**The records:**
____________________

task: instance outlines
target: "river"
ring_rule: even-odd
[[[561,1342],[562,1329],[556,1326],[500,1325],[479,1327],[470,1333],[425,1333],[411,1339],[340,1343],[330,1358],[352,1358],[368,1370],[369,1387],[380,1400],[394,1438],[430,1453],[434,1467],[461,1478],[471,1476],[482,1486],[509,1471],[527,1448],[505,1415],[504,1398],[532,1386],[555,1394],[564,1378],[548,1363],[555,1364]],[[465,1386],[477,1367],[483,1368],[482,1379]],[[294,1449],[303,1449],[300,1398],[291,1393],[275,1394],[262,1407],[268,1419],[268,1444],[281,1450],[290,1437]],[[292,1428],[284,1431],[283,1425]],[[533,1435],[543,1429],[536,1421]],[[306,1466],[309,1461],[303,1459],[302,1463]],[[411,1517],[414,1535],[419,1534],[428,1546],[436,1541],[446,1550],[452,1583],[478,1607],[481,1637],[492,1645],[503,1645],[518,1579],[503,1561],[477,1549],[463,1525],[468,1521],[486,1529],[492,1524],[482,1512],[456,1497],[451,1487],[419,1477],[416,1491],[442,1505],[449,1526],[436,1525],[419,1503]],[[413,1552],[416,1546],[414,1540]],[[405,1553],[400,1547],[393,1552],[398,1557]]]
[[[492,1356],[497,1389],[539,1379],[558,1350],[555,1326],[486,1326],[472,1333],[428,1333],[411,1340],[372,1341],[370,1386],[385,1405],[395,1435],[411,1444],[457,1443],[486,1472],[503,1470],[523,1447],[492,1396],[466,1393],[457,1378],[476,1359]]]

____________________

**What the exercise asks:**
Please quote the records above exactly, without skipping a line.

**Your response:**
task: instance outlines
target: "river"
ring_rule: even-odd
[[[561,1342],[562,1329],[556,1326],[500,1325],[479,1327],[470,1333],[425,1333],[411,1339],[340,1343],[330,1358],[352,1358],[368,1370],[369,1387],[380,1400],[394,1438],[430,1453],[434,1467],[461,1478],[471,1476],[482,1486],[509,1471],[527,1448],[505,1415],[504,1398],[532,1386],[555,1394],[564,1378],[548,1363],[555,1364]],[[465,1386],[477,1367],[483,1368],[482,1379]],[[294,1449],[303,1449],[300,1398],[291,1393],[275,1394],[262,1407],[268,1419],[268,1444],[281,1450],[290,1437]],[[292,1428],[284,1431],[283,1425]],[[533,1435],[543,1429],[536,1421]],[[306,1466],[309,1461],[303,1459],[302,1463]],[[411,1517],[414,1535],[419,1534],[428,1546],[436,1541],[446,1550],[452,1583],[478,1607],[481,1637],[492,1645],[503,1645],[518,1579],[503,1561],[477,1549],[463,1525],[468,1521],[486,1529],[492,1524],[482,1512],[456,1497],[451,1487],[419,1477],[416,1491],[442,1505],[449,1526],[436,1525],[419,1503]],[[413,1552],[416,1546],[414,1540]],[[405,1553],[400,1547],[393,1552],[398,1557]]]
[[[492,1356],[497,1389],[539,1379],[558,1350],[555,1326],[486,1326],[472,1333],[428,1333],[411,1340],[372,1341],[370,1386],[385,1405],[395,1435],[411,1444],[457,1443],[486,1472],[503,1470],[523,1447],[492,1396],[466,1393],[457,1378],[476,1359]]]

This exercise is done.